*What is required*.
Copy out every line of the data between the lines holding "Zoom in on speed" and "Zoom in on aluminum", inclusive, keeping the text unchanged except that each box coordinate is multiplied by 0.55 and rounded to a whole number, with halves rounded up.

*Recorded data*.
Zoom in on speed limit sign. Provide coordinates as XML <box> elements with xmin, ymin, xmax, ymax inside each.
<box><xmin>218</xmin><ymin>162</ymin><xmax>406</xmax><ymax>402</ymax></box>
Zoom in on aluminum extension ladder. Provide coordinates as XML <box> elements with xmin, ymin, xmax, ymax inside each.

* * *

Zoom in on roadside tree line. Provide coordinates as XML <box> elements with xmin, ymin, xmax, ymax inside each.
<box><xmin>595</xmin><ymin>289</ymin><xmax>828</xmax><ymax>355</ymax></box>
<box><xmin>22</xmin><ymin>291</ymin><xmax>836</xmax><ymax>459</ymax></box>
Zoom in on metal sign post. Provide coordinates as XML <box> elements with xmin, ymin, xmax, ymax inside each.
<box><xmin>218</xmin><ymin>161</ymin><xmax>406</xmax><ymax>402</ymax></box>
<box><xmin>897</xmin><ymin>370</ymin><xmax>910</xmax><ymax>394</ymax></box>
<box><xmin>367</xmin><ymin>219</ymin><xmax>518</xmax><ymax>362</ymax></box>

...

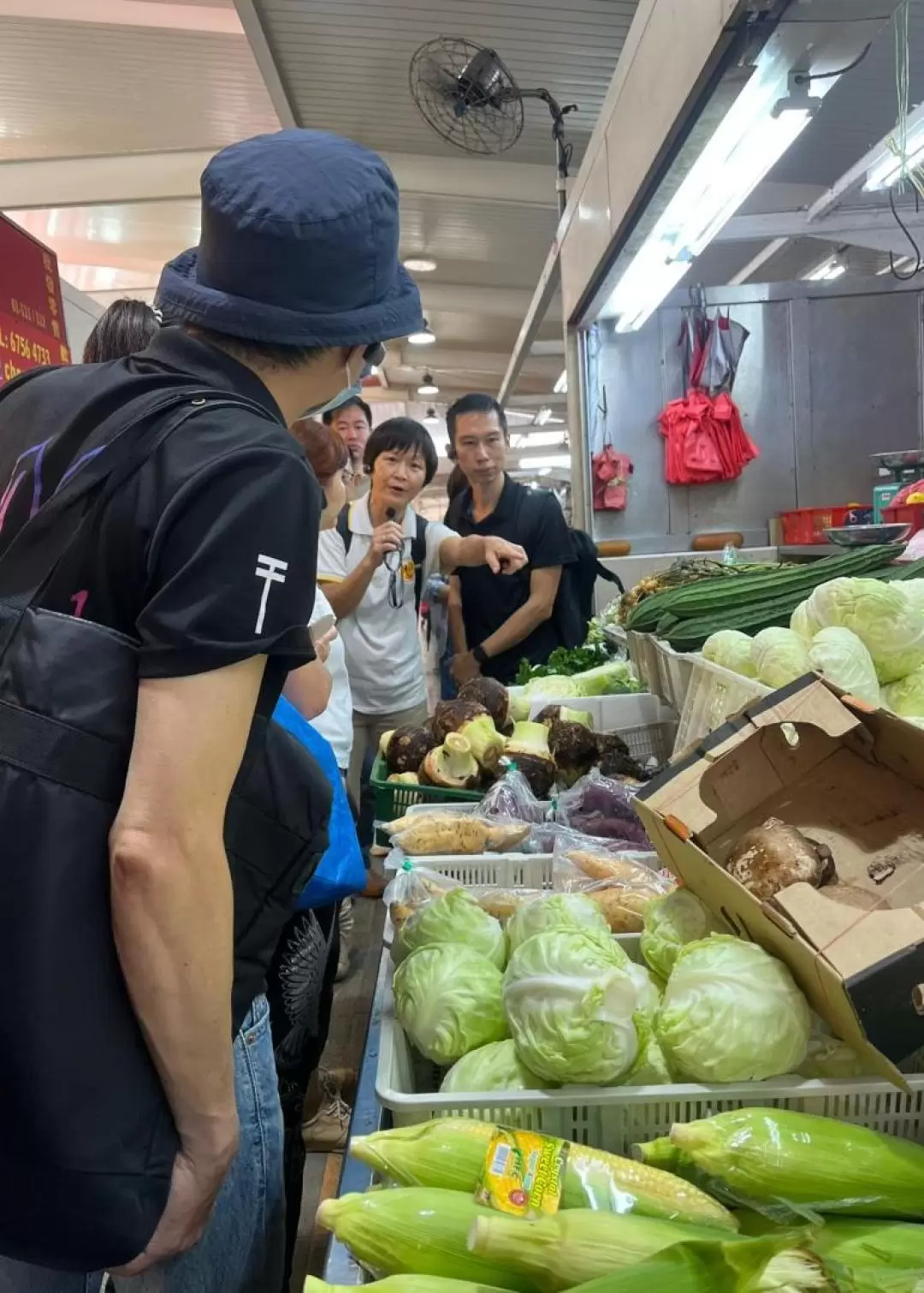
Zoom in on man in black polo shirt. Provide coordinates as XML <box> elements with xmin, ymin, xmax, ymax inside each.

*The reply*.
Zoom in on speed limit sign. Provide coordinates as XML <box> elements with xmin, ymin, xmax, ymax inside each.
<box><xmin>120</xmin><ymin>89</ymin><xmax>223</xmax><ymax>221</ymax></box>
Zoom in on aluminum extension ladder. Provide coordinates as XML <box> elements with xmin, ymin, xmax, ymax inside each.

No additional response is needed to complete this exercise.